* [EXERCISE DIRECTIONS]: Filter the records down to the lines that hold the word "bird", and copy each of those lines.

Stored data entries

-- Opening Marker --

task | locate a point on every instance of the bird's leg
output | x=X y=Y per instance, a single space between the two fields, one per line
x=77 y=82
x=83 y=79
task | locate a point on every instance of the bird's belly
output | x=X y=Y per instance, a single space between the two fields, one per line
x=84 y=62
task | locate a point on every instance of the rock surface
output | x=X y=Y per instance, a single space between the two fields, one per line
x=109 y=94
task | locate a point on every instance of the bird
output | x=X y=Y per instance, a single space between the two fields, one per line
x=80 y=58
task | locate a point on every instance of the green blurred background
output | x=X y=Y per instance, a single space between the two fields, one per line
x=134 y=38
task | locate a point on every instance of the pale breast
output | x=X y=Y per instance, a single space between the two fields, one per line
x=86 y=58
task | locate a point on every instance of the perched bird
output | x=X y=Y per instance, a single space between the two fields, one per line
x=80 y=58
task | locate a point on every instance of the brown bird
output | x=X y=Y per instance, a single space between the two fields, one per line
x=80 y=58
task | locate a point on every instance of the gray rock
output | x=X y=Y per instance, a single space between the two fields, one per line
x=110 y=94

-- Closing Marker --
-- Opening Marker --

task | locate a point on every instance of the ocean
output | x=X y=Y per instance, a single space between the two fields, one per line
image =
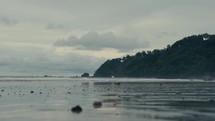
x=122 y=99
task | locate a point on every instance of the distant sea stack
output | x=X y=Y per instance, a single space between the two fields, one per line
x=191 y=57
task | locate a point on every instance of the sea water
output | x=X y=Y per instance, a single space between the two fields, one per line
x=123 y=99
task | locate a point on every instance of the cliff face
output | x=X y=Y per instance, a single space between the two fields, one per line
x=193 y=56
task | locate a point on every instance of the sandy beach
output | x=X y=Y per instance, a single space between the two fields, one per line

-- Closing Marker --

* [OUTPUT BELOW]:
task | locate a point on every instance of the bird's leg
task | locate a point on every instance of the bird's belly
task | locate a point on every instance of the bird
task | locate a point on every instance of the perched bird
task | locate a point on every instance of the brown bird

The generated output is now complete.